WHAT THE TASK REQUIRES >> Replace every "positive clicks" with "foreground clicks" in the records below, and leave everything else in these lines unchanged.

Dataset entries
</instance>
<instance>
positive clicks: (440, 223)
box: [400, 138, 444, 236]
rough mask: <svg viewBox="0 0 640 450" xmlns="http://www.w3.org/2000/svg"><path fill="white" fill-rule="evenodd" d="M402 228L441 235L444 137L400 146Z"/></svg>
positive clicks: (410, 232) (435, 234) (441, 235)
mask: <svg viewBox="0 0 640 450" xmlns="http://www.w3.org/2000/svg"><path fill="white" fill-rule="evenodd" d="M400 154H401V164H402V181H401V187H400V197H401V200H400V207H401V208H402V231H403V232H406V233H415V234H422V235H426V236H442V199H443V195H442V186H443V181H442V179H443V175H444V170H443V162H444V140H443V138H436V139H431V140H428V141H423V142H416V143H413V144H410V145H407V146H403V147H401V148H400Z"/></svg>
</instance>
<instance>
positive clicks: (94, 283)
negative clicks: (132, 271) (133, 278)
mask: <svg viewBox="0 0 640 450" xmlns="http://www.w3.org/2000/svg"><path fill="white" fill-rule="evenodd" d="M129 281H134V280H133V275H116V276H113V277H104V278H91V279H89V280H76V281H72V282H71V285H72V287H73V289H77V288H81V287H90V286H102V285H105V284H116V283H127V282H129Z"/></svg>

OUTPUT OF THE TASK >>
</instance>
<instance>
foreground clicks: (440, 223)
box: [400, 138, 444, 236]
rough mask: <svg viewBox="0 0 640 450" xmlns="http://www.w3.org/2000/svg"><path fill="white" fill-rule="evenodd" d="M402 228L441 235L444 137L400 146Z"/></svg>
foreground clicks: (410, 232) (435, 234) (441, 235)
mask: <svg viewBox="0 0 640 450" xmlns="http://www.w3.org/2000/svg"><path fill="white" fill-rule="evenodd" d="M400 154H401V164H402V181H401V187H400V197H401V200H400V207H401V208H402V231H403V232H406V233H415V234H422V235H426V236H442V199H443V195H442V186H443V181H442V179H443V175H444V170H443V162H444V140H443V138H436V139H431V140H428V141H423V142H416V143H413V144H410V145H407V146H403V147H401V148H400Z"/></svg>
</instance>
<instance>
foreground clicks: (94, 283)
negative clicks: (132, 271) (133, 278)
mask: <svg viewBox="0 0 640 450" xmlns="http://www.w3.org/2000/svg"><path fill="white" fill-rule="evenodd" d="M129 281H134V280H133V275H116V276H113V277H104V278H91V279H89V280H76V281H72V282H71V285H72V287H73V289H77V288H81V287H90V286H102V285H105V284H116V283H127V282H129Z"/></svg>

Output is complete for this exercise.